**WORK ORDER 1**:
From the e-nose passage, copy the text starting with "As future work, we" and going on through "of future work.".
**WORK ORDER 2**:
In the e-nose passage, what method is used to create the two-dimensional discriminant information map?

**TEXT PASSAGE**:
#####

Table 3 shows the results from the second experiment. In this experiment, we compared the effects of different methods applied to the e-nose data. When all of the elements in the discriminant information map (without any selection method) are used for classification, the R-LDA-based feature feedback obtains a higher classification rate than the PCA-LDA-based feature feedback. The classification rate improves considerably when a selection method is applied to the discriminant information map. By applying the region selection method, the classification rate not only improves, but reduces a large amount of usage data in the discriminant information map. The last row of Table 3 shows the result when two windows are used instead of one for region selection (shown in Figure 10). In this case, although the classification rate improves by 0.4%, the usage data are much higher than 17%, which are the usage data when only one window is used.

5. Conclusions

In this paper, we presented a region selection scheme applied to a vapor classification system using data from a portable e-nose sensor.

The high-dimensional input data from the e-nose sensor are highly redundant, caused by measurement noises, sensor errors and unimportant parts of the dataset. As a result, an analysis with the original input data is used, requiring an enormous amount of memory size, computation time and power consumption. Once the relative importance of data between channels and the time horizon is determined, we can efficiently extract important data for the classification process, while removing the redundant information and, hence, improving the performance of the classification system.

Consequently, we have proposed a region selection method of sensor data using feature feedback. First, we have created a two-dimensional discriminant information map by using R-LDA. Then, from the discriminant information map, we extracted important data by merging useful channels and time-horizon frames. With the region selection method, we can reduce the processing time, required memory, power consumption, and so on. Furthermore, we can improve the performance of classification by eliminating the redundant data. From the experiment for the e-nose system, we have shown that the performance of the classification can be improved in the sense of the classification rate, data processing time and memory size.

As future work, we require a more systematic algorithm in order to merge the selected channels and time horizon frames. In addition, a more complex data set for the experiments with the proposed method is also the subject of future work.

Acknowledgments

The research was supported in part by the MSIP (Ministry of Science, ICT and Future Planning), Korea, under the ICT/SW Creative research program supervised by the NIPA (National IT Industry Promotion Agency) (NIPA-2014- ITAH0502140330180001000100100), and supported in part by the Basic Science Research Program through the National Research Foundation of Korea (NRF), the Ministry of Science, ICT and Future Planning (No. 2012R1A1A1007658) and also supported in part by the BK21 Plus Program (Dankook University) through the National Research Foundation of Korea (NRF) (No. F14SN08T2424).

#####

**DATA SHOWN**:

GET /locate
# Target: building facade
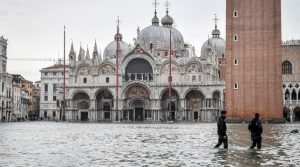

#####

**TASK SOLUTION 1**:
As future work, we require a more systematic algorithm in order to merge the selected channels and time horizon frames. In addition, a more complex data set for the experiments with the proposed method is also the subject of future work.

**TASK SOLUTION 2**:
R-LDA.